DATA IN THIS EXERCISE -
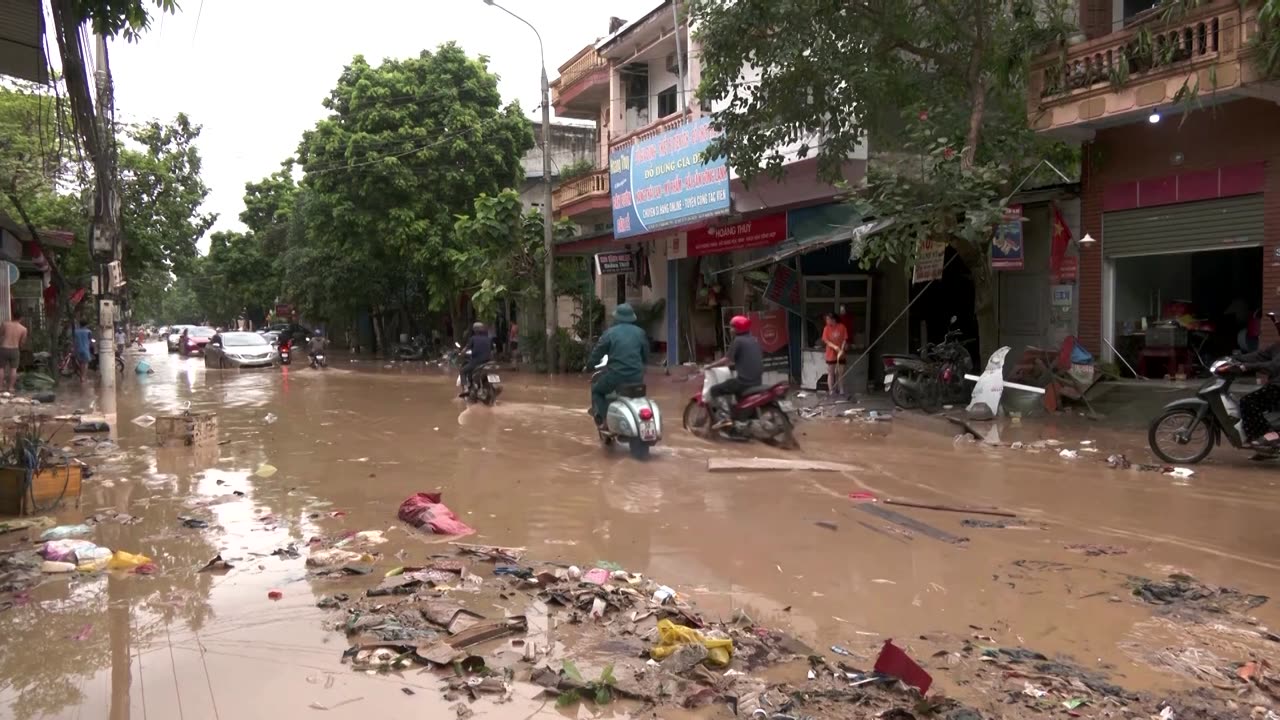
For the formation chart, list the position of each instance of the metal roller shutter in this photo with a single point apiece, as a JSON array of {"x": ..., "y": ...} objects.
[{"x": 1188, "y": 227}]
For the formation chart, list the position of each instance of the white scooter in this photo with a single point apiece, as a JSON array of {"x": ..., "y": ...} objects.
[{"x": 631, "y": 418}]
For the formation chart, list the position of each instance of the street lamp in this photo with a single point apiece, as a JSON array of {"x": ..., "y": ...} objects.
[{"x": 548, "y": 235}]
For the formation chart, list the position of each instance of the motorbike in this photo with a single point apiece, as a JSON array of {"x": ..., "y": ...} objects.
[
  {"x": 933, "y": 378},
  {"x": 485, "y": 383},
  {"x": 1187, "y": 431},
  {"x": 760, "y": 413},
  {"x": 631, "y": 418}
]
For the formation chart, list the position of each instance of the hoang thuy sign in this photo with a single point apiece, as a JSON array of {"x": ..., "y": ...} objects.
[{"x": 663, "y": 181}]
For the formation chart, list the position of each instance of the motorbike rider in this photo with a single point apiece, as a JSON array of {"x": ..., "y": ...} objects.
[
  {"x": 1266, "y": 399},
  {"x": 481, "y": 350},
  {"x": 746, "y": 359},
  {"x": 627, "y": 347}
]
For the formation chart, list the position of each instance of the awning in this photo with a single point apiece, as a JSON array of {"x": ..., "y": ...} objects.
[{"x": 803, "y": 245}]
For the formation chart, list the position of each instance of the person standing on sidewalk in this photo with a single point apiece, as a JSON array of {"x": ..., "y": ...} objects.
[
  {"x": 13, "y": 336},
  {"x": 836, "y": 338}
]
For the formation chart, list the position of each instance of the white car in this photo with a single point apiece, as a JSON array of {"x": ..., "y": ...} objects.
[{"x": 174, "y": 333}]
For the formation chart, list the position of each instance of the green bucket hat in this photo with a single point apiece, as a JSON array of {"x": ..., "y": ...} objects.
[{"x": 624, "y": 314}]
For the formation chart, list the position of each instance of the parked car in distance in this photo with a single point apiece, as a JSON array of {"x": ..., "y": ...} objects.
[
  {"x": 193, "y": 340},
  {"x": 238, "y": 350},
  {"x": 173, "y": 336}
]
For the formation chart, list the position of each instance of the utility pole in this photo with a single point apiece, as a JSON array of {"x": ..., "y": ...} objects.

GOAL -
Arrange the lines, starting with the line with "the white car" and going on through the end of the records, as a Markdown table with columns Row and Line. Number each row and leave out blank lines.

SOLUTION FOR THIS PROBLEM -
| Row | Line |
|---|---|
| 1 | For the formation chart, list the position of each instance of the white car in this photo with a single point apiece, as a JSON array of {"x": ..., "y": ...} objects. |
| 2 | [{"x": 174, "y": 333}] |
| 3 | For the formation chart, list the position of each instance of the green bucket hat in this photo with a single point apiece, as a JSON array of {"x": ..., "y": ...} objects. |
| 4 | [{"x": 624, "y": 314}] |
| 5 | For the formation chart, list the position of each instance of the parked car in distance in this photo with a single point apiece, as a JSON array of {"x": ..., "y": ...} objects. |
| 6 | [ |
| 7 |   {"x": 193, "y": 340}, |
| 8 |   {"x": 238, "y": 350}, |
| 9 |   {"x": 173, "y": 336} |
| 10 | ] |
| 11 | For the formation chart, list the position of each instance of the utility pole in this photo with a single point apiece, as a JSON array of {"x": ..., "y": ...} objects. |